→ Exercise input:

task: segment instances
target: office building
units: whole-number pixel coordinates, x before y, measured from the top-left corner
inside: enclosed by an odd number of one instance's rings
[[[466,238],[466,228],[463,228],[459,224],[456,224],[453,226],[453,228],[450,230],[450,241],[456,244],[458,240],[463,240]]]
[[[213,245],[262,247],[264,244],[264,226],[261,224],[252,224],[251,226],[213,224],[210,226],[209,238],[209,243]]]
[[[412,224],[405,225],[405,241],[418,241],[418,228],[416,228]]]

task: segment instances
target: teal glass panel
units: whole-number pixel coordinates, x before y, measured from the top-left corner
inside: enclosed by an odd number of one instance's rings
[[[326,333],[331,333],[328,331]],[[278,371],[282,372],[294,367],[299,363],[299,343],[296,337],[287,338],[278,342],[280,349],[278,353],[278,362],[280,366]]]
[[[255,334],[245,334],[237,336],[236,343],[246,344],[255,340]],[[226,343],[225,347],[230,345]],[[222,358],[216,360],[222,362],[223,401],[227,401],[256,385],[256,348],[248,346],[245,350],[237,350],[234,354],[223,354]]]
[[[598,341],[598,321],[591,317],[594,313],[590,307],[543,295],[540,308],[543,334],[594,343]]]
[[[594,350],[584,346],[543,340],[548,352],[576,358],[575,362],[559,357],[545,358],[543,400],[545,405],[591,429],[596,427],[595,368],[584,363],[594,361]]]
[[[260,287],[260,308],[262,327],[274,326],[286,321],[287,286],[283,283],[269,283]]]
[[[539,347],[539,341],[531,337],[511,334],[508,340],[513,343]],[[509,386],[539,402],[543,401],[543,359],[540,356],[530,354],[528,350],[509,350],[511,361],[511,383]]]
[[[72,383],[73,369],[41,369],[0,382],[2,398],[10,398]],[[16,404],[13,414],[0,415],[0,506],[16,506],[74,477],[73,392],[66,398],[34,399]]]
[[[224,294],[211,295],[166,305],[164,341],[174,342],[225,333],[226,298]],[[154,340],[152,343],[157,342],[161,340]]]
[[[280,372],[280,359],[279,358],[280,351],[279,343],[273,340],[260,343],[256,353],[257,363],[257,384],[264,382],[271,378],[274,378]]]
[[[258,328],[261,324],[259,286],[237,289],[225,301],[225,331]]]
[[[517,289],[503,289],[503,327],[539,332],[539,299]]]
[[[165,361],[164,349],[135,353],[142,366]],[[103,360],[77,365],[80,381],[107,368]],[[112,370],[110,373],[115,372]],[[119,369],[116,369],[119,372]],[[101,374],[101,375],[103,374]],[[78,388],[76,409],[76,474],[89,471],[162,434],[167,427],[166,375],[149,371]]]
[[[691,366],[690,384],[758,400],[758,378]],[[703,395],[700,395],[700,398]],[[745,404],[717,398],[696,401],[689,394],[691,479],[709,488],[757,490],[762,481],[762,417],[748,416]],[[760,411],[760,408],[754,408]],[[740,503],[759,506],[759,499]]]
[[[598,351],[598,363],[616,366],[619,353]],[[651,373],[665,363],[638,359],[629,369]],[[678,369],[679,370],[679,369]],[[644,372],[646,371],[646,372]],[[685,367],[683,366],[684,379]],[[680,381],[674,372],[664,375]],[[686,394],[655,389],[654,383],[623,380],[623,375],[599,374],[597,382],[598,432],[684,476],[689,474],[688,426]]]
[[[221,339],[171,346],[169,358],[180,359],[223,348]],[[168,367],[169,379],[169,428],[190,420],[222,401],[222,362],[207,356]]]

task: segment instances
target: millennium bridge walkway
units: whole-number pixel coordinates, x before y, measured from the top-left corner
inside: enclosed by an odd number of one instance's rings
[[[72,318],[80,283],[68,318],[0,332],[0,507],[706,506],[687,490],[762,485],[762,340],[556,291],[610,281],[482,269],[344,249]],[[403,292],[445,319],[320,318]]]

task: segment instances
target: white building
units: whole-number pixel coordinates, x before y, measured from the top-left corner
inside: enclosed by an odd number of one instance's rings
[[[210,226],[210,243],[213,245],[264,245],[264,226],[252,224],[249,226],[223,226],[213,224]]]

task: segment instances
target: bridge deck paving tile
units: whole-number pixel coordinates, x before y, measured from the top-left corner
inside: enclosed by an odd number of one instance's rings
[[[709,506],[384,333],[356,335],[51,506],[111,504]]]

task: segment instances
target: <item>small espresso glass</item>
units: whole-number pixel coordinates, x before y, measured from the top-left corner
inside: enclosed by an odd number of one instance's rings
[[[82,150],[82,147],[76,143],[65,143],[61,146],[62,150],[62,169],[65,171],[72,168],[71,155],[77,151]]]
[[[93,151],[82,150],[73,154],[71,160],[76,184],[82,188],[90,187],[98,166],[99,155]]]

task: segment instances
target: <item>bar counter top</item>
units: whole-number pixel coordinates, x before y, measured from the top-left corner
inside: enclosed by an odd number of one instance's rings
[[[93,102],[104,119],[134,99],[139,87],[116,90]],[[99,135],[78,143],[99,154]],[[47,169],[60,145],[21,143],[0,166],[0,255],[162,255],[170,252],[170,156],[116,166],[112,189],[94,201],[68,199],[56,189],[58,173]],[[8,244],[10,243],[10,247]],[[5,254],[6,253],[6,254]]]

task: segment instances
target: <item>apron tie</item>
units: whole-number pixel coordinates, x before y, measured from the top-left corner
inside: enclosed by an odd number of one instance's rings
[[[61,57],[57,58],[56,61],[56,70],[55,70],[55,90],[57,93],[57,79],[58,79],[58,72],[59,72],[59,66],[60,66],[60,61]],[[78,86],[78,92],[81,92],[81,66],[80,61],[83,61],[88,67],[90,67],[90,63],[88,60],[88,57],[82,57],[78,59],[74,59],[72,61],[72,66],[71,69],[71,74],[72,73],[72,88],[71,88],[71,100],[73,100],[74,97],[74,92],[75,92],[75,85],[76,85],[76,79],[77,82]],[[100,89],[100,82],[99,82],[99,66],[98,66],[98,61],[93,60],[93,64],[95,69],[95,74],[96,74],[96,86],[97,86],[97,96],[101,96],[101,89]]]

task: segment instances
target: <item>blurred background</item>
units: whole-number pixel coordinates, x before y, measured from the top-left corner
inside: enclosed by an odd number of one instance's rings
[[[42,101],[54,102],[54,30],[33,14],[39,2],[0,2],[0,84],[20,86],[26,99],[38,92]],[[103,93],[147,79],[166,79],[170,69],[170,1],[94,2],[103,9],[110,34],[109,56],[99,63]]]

→ The task:
Can you rewrite every line above as a numbered list, leaving out the blank ones?

→ Full output:
1. task: segment instances
2. target: office building
3. units: whole-number pixel coordinates, x before y, measured from the top-left corner
4. inside: enclosed by an odd number of one instance's rings
5. [[[466,238],[466,228],[463,228],[459,224],[456,224],[453,226],[453,228],[450,230],[450,241],[456,244],[458,240],[463,240]]]
6. [[[213,245],[262,247],[264,244],[264,226],[261,224],[252,224],[251,226],[213,224],[210,226],[209,238],[209,243]]]
7. [[[412,224],[405,225],[405,241],[418,241],[418,228],[416,228]]]
8. task: segment instances
9. target: teal glass panel
10. units: whole-number pixel coordinates, x before y, measured from the top-left corner
11. inside: enclosed by an odd number of one instance's rings
12. [[[326,333],[331,333],[328,331]],[[278,371],[282,372],[294,367],[299,363],[299,343],[296,337],[287,338],[278,342],[280,349],[278,353],[278,362],[280,366]]]
13. [[[255,334],[245,334],[237,336],[236,343],[246,344],[255,340]],[[226,343],[225,347],[230,345]],[[222,358],[216,360],[222,362],[223,401],[227,401],[256,385],[256,348],[248,346],[245,350],[237,350],[234,354],[223,354]]]
14. [[[598,341],[598,321],[591,317],[594,313],[590,307],[543,295],[540,308],[543,334],[594,343]]]
15. [[[594,350],[584,346],[543,340],[548,352],[576,358],[575,362],[559,357],[545,358],[543,400],[545,405],[591,429],[596,427],[595,368],[584,363],[594,361]]]
16. [[[260,287],[260,308],[262,327],[274,326],[286,321],[287,286],[283,283],[269,283]]]
17. [[[539,347],[539,341],[531,337],[511,334],[508,340],[513,343]],[[509,386],[539,402],[543,401],[543,359],[540,356],[530,354],[528,350],[509,350],[511,361],[511,383]]]
18. [[[72,383],[73,369],[41,369],[0,382],[2,398],[10,398]],[[16,404],[13,414],[0,415],[0,506],[16,506],[74,477],[73,392],[66,398],[34,399]]]
19. [[[224,294],[211,295],[166,305],[164,341],[174,342],[225,333],[226,298]],[[154,340],[152,343],[157,342],[161,340]]]
20. [[[280,372],[280,359],[279,358],[280,351],[279,343],[273,340],[260,343],[256,353],[257,363],[257,384],[264,382],[271,378],[274,378]]]
21. [[[258,328],[261,324],[259,286],[237,289],[225,301],[225,331]]]
22. [[[517,289],[503,289],[503,327],[539,332],[539,299]]]
23. [[[165,361],[164,349],[135,353],[142,366]],[[103,360],[77,365],[80,381],[107,368]],[[112,370],[110,373],[115,372]],[[119,369],[116,369],[119,372]],[[101,374],[101,375],[103,374]],[[78,388],[76,409],[76,474],[89,471],[162,434],[167,427],[166,375],[149,371]]]
24. [[[691,366],[690,384],[758,400],[758,378]],[[703,395],[700,395],[700,398]],[[745,404],[717,398],[696,401],[689,394],[691,479],[709,488],[757,490],[762,481],[762,417],[748,416]],[[760,411],[760,408],[754,408]],[[740,503],[759,506],[759,499]]]
25. [[[598,351],[598,363],[616,366],[619,353]],[[651,373],[665,363],[638,359],[629,369]],[[678,369],[679,370],[679,369]],[[644,372],[646,371],[646,372]],[[685,367],[683,366],[684,379]],[[680,381],[674,372],[664,375]],[[686,394],[655,389],[654,383],[623,380],[623,375],[599,374],[597,382],[598,432],[684,476],[689,474],[688,426]]]
26. [[[221,339],[171,346],[169,358],[180,359],[223,348]],[[168,367],[169,379],[169,428],[190,420],[222,401],[222,362],[207,356]]]
27. task: segment instances
28. target: millennium bridge walkway
29. units: whole-number pixel coordinates, x before y, measured from the top-left corner
30. inside: enclosed by an odd number of one instance's rings
31. [[[72,318],[80,283],[68,318],[0,332],[0,507],[706,506],[687,490],[762,485],[762,340],[556,291],[610,281],[482,269],[344,249]],[[403,292],[445,319],[320,318]]]
32. task: segment instances
33. target: white building
34. units: whole-number pixel coordinates, x before y, measured from the top-left corner
35. inside: enclosed by an odd number of one instance's rings
36. [[[210,226],[210,243],[213,245],[264,245],[264,226],[252,224],[249,226],[223,226],[213,224]]]
37. task: segment instances
38. target: bridge deck paving tile
39. units: whole-number pixel coordinates, x before y, measured from the top-left corner
40. inside: enclosed by an odd number of one instance's rings
41. [[[709,506],[384,333],[356,335],[51,506],[111,504]]]
42. task: segment instances
43. target: <item>small espresso glass</item>
44. units: whole-number pixel coordinates, x before y, measured from the top-left corner
45. inside: enclosed by an odd number of one instance's rings
46. [[[82,150],[82,147],[76,143],[65,143],[61,146],[62,150],[62,169],[65,171],[72,168],[71,155],[77,151]]]
47. [[[93,151],[82,150],[73,154],[71,160],[76,184],[82,188],[90,187],[98,166],[99,155]]]
48. task: segment instances
49. target: <item>bar counter top</item>
50. units: whole-number pixel coordinates, x before y, measured from the top-left corner
51. inside: enclosed by an odd number of one instance's rings
52. [[[93,102],[104,119],[134,99],[139,87],[116,90]],[[99,135],[78,143],[99,154]],[[47,169],[60,145],[21,143],[0,166],[0,255],[162,255],[170,252],[170,156],[116,166],[112,189],[94,201],[68,199],[56,189],[58,173]],[[8,244],[10,243],[10,247]],[[5,254],[6,253],[6,254]]]
53. task: segment instances
54. target: <item>apron tie</item>
55. units: whole-number pixel coordinates, x before y, measured from the top-left corner
56. inside: enclosed by an odd number of one instance's rings
57. [[[61,57],[57,58],[56,61],[56,70],[55,70],[55,90],[57,93],[57,79],[58,79],[58,72],[59,72],[59,66],[60,66],[60,61]],[[78,86],[78,92],[81,92],[81,66],[80,61],[83,61],[88,67],[90,67],[90,63],[88,60],[88,57],[82,57],[78,59],[74,59],[72,61],[72,66],[71,69],[71,74],[72,73],[72,88],[71,88],[71,100],[73,100],[74,97],[74,92],[75,92],[75,85],[76,85],[76,79],[77,82]],[[100,89],[100,82],[99,82],[99,66],[98,66],[98,61],[93,60],[93,64],[95,69],[95,74],[96,74],[96,86],[97,86],[97,96],[101,96],[101,89]]]
58. task: segment instances
59. target: <item>blurred background</item>
60. units: whole-number pixel coordinates, x before y, measured from the top-left corner
61. inside: enclosed by an odd number of one instance's rings
62. [[[42,101],[54,102],[54,30],[33,14],[39,2],[0,2],[0,84],[20,86],[26,99],[38,92]],[[103,93],[147,79],[166,79],[170,69],[170,1],[94,2],[103,9],[110,34],[109,56],[99,63]]]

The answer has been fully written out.